▸ **SUPPLIED DATA**
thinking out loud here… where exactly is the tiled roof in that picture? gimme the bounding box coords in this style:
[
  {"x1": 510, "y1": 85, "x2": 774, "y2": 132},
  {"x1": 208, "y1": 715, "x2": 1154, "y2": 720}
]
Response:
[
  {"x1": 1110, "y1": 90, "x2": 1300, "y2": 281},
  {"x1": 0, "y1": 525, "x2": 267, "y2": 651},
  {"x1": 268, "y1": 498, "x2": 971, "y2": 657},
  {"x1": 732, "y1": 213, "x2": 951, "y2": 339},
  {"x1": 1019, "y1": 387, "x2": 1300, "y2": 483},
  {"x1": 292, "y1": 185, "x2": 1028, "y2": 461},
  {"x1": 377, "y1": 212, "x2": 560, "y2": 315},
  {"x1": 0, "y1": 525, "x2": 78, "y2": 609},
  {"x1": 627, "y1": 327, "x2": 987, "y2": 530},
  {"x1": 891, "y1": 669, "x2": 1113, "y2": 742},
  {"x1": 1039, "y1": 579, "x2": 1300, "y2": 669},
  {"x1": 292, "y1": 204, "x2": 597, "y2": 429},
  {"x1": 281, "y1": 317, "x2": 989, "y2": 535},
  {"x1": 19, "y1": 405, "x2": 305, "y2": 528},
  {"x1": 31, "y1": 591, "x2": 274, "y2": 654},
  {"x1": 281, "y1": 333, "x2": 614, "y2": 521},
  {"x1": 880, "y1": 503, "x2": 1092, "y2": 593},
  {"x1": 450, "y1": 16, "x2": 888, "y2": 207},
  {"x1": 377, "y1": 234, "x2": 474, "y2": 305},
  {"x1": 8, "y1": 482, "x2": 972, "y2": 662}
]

▸ **EXERCISE DESCRIPTION**
Print every entry from the material exactly.

▸ **EXERCISE RESULT**
thinking out loud here… where exactly is the tiled roof in that picture? gimme the bounding box coords in this style:
[
  {"x1": 510, "y1": 85, "x2": 774, "y2": 132},
  {"x1": 208, "y1": 715, "x2": 1154, "y2": 720}
]
Response:
[
  {"x1": 1110, "y1": 90, "x2": 1300, "y2": 281},
  {"x1": 0, "y1": 525, "x2": 267, "y2": 651},
  {"x1": 268, "y1": 498, "x2": 971, "y2": 657},
  {"x1": 732, "y1": 213, "x2": 951, "y2": 339},
  {"x1": 1019, "y1": 387, "x2": 1300, "y2": 483},
  {"x1": 292, "y1": 185, "x2": 1028, "y2": 461},
  {"x1": 377, "y1": 212, "x2": 560, "y2": 315},
  {"x1": 0, "y1": 525, "x2": 78, "y2": 609},
  {"x1": 627, "y1": 327, "x2": 987, "y2": 530},
  {"x1": 891, "y1": 669, "x2": 1113, "y2": 742},
  {"x1": 1039, "y1": 579, "x2": 1300, "y2": 669},
  {"x1": 292, "y1": 204, "x2": 597, "y2": 429},
  {"x1": 281, "y1": 317, "x2": 989, "y2": 535},
  {"x1": 19, "y1": 405, "x2": 305, "y2": 528},
  {"x1": 31, "y1": 591, "x2": 274, "y2": 654},
  {"x1": 281, "y1": 333, "x2": 614, "y2": 521},
  {"x1": 880, "y1": 503, "x2": 1092, "y2": 593},
  {"x1": 450, "y1": 16, "x2": 888, "y2": 207},
  {"x1": 377, "y1": 234, "x2": 474, "y2": 305},
  {"x1": 8, "y1": 482, "x2": 972, "y2": 662}
]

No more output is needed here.